Mr. Kasten is an associate attorney at the firm of Michael Kim & Associates, specializing in condo and common interest community association law (generally known as community association law). He is active in the Condo Subcommittee of the Chicago Bar Association’s Real Property Law Committee and regularly reports to that Subcommittee on new bills being discussed in the Illinois State Legislature that can affect community associations (e.g. condos, homeowners associations, etc.).
Question: This new law says every condo association has to create “a written policy for resolving complaints” from individual unit owners; once the unit owner has received a “final decision” from the board about their complaint, the unit owner can ask the Ombudsman to intervene to get the board and the unit owner to seek a resolution “by mutual agreement”. What do you think of that provision? Won’t it be highly unlikely a Board would agree to have a mediation about a matter on which it’s already formally made a final determination?
Attorney Kasten: Yes, it is unlikely that a board would agree to mediation.
Keep in mind that the requirement to establish a written policy for resolving complaints also applies to common interest community associations that are governed by the Common Interest Community Association Act.
Under Section 40 of the Ombudsperson Act, an owner must first obtain a final decision from the board before making a request for assistance. Such request is essentially an attempt to appeal a board’s decision to a mediation format, but that mediation is entirely voluntary on the part of the board. It is questionable whether a board would partake in the mediation process in which the board might be second guessed by the mediator.
It is not clear what the Ombudsperson will do with submissions for requests for assistance that do not result in a mediation with the Ombudsperson. For example, will the Ombudsperson include in his or her report to the General Assembly what types of disputes were the subject of requests for assistance submissions? Obviously, such requests would only tell one side of the dispute. Thus, any report would not contain sufficient information to apprise the General Assembly of the actual nature of the scenario from which the dispute arose. The General Assembly acting on incomplete information could adversely impact the ability of boards to function.
Second Question The function of an ombudsman in large organizations is to serve as a neutral channel of direct communication between the upper management and the rank-and-file membership: is there any chance this law, which creates one single roving ombudsman for all of the common interest associations in the whole state, might improve unit owners’ sense of being able to be heard by boards seen as unresponsive or inaccessible?
Attorney Kasten: Possibly.
Requiring condominium and common interest community associations to establish written policies for resolving complaints affords some measure that boards are required to take seriously and address owner complaints in a timely manner. The failure of an association to adopt such required written policy may subject the association to penalties under the Ombudsperson Act. However, the subsection of the Ombudsperson Act to which a non-complying association is subject does not actually exist in the Ombudsperson Act. Thus, in its present form, the Ombudsperson Act may not improve an owner’s ability to be heard by an unresponsive or inaccessible board.
Third Question: If Governor Rauner implements this law and creates this new condo ombudsman office, do you see it changing the balance of power very much between individual unit owners and association boards?

- **Requests**
a) Copy the part of the interview on the Illinois condo ombudsman law starting at "Third Question: If" and ending at "and association boards?".
b) Based on the interview about the Illinois condo ombudsman law, answer yes or no to each statement and quote the words that decide it: (i) Mr. Kasten is an associate attorney at Michael Kim & Associates. (ii) Under Section 40 of the Ombudsperson Act, an owner may request assistance before the board has reached a final decision. (iii) The requirement to adopt a written policy for resolving complaints applies only to condominium associations.
c) Extend the interview about the Illinois condo ombudsman law, starting after its final question.

- **Data listing**
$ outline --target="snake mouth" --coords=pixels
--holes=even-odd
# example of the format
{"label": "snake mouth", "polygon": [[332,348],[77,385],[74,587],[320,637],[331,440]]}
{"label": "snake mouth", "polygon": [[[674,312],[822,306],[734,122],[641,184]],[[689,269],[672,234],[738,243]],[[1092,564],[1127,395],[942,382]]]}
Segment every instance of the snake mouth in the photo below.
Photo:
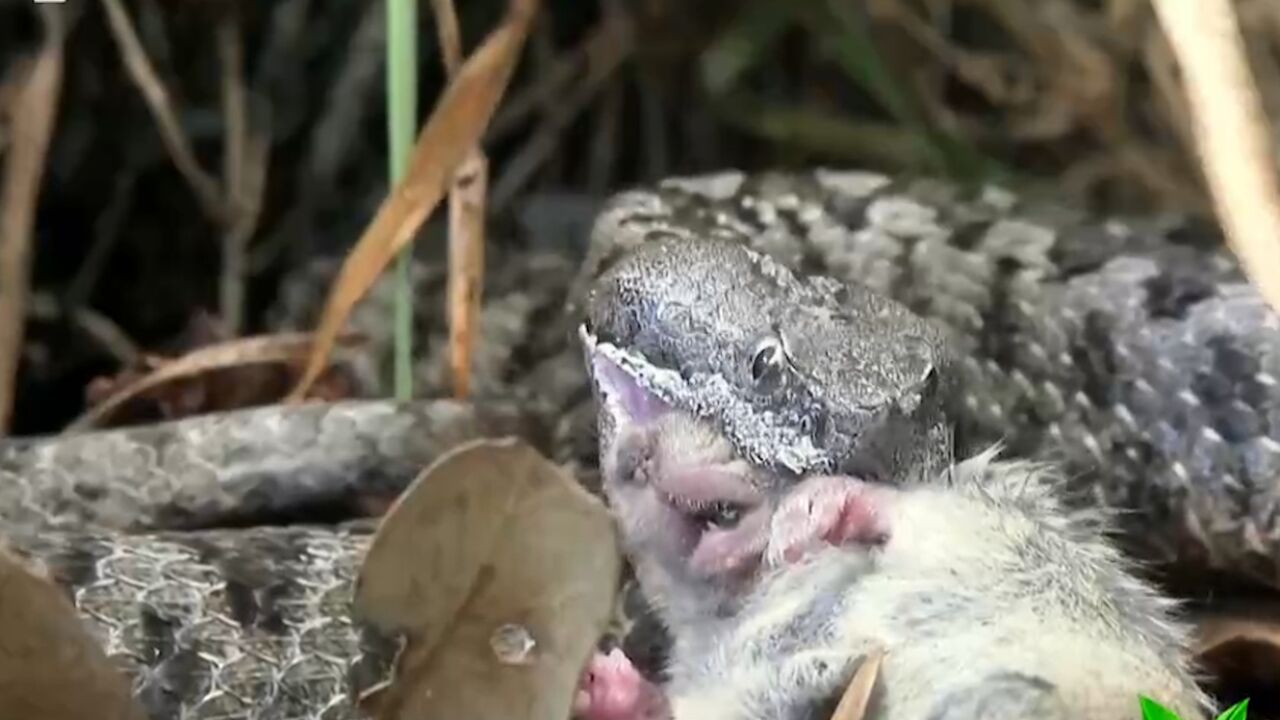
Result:
{"label": "snake mouth", "polygon": [[643,355],[600,340],[586,324],[579,327],[586,363],[600,402],[611,415],[646,423],[671,410],[672,397],[687,393],[678,373],[649,363]]}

- **Results by task**
a)
Third Question: If Governor Rauner implements this law and creates this new condo ombudsman office, do you see it changing the balance of power very much between individual unit owners and association boards?

b)
(i) Yes: "Mr. Kasten is an associate attorney at the firm of Michael Kim & Associates"
(ii) No: "an owner must first obtain a final decision from the board before making a request for assistance"
(iii) No: "also applies to common interest community associations that are governed by the Common Interest Community Association Act"

c)
Attorney Kasten: Presently, it is not clear whether there will be any impact on the balance of power.
Under the Ombudsperson Act, the Ombudsperson primarily gathers and distributes information. He or she can also mediate limited types of disputes between an owner and a board, but only when both parties are agreeable to such mediation. Thus, the Ombudsperson is not vested with authority that could shift the balance of power.
However, the Ombudsperson Act is in its infancy and the Department of Financial and Professional Regulation (“DFPR”) has yet to adopt administrative rules for the administration and enforcement of the Ombudsperson Act. Thus, the ultimate impact of the Ombudsperson Act on condominiums and common interest communities, including the balance of power between owners and boards, remains largely unknown.
Fourth Question: I assume you see this law as making it harder for these boards, especially the self-managed boards, to comply with state law. The Ombudsman law adds new paperwork requirements for every association and imposes sanctions on associations that don’t register their new complaints policy.
Attorney Kasten: Not necessarily.
An association is required to register with the Ombudsperson Office every two years using forms not yet created by DFPR. Although the Ombudsperson Act places an obligation on the association to notify DFPR of any changes in information, such information is not likely to change often.
It is only necessary to adopt the written policy to address complaints once by way of adopting rules and regulations. Although such policy may be amended form time to time, such amendments are not likely to occur often.
Therefore, in its present form, I do not see the Ombudsperson Act requirements as over burdensome on associations, whether professionally managed or self-managed.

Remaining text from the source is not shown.